Data entries:
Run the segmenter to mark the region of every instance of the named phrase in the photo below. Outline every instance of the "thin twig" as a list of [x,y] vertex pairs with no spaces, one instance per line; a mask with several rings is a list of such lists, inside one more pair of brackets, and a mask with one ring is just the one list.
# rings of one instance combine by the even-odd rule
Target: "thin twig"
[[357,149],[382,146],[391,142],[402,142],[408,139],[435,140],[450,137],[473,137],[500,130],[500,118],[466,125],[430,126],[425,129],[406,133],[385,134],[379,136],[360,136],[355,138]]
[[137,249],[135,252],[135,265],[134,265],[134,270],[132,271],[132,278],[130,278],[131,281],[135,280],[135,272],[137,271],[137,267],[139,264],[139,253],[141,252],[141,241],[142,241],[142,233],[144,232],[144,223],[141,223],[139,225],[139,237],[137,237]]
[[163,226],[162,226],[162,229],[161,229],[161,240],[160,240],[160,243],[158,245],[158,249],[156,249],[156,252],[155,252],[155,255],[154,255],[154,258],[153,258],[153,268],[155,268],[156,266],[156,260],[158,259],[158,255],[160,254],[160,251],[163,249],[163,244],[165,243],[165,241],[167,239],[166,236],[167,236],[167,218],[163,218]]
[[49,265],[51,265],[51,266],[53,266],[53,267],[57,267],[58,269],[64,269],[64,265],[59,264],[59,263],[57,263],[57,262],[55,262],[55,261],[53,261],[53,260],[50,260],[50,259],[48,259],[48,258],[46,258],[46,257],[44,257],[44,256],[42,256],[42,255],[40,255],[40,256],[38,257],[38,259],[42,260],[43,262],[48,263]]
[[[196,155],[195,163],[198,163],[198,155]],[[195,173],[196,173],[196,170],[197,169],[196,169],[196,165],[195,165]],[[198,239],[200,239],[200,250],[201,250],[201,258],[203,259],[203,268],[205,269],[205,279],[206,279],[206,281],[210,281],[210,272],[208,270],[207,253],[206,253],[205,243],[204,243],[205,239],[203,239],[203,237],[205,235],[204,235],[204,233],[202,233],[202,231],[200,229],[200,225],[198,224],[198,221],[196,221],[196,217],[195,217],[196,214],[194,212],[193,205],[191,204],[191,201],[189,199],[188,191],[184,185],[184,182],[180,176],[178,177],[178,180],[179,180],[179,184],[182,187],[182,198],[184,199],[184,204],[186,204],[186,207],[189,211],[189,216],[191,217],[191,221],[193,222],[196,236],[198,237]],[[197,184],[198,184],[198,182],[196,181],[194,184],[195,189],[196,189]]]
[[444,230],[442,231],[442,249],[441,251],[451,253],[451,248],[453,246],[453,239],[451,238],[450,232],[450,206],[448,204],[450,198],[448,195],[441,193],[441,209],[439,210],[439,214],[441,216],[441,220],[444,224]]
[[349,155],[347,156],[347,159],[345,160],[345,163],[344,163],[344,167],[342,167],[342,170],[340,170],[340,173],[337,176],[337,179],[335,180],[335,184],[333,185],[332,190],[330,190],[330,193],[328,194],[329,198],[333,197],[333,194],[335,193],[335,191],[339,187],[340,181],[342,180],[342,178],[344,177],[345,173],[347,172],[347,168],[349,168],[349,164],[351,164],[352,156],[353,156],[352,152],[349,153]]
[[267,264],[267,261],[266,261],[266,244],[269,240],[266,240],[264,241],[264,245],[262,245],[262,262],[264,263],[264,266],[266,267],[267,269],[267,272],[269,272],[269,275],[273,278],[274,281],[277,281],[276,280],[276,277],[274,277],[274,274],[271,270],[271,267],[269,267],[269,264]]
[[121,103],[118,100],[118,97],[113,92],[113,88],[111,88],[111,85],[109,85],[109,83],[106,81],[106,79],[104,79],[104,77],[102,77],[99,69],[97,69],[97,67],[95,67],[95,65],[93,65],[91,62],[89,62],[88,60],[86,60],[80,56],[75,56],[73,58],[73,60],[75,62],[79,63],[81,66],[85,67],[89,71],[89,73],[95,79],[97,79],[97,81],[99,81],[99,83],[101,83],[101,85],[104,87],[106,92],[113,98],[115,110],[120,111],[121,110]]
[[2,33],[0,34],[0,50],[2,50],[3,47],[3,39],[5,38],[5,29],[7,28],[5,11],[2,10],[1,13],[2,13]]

WHAT YOU SHOULD DO:
Collect each line of the entries that has the word "rings", copying it in full.

SOLUTION:
Run the segmenter to mark the region of every instance of the named phrase in the photo below. Outline every instance of the "thin twig" as a list of [x,y] vertex pairs with no spaces, one instance per line; a mask with several rings is a list of such lists, inside one more pair of brackets, and a mask with one ring is just the one list.
# rings of one instance combine by the even-odd rule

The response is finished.